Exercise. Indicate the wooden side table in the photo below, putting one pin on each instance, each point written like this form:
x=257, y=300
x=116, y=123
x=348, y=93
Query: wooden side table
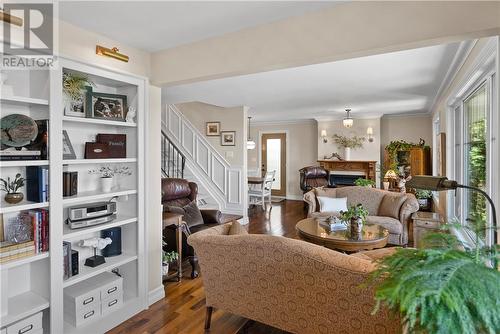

* _Short task_
Quote every line of the items above verbatim, omitting the pictures.

* _Worked answer_
Exercise. Indicate the wooden side table in the photo below, putting one pin on each instance, each point written like this form:
x=257, y=300
x=116, y=123
x=348, y=93
Query: wooden side table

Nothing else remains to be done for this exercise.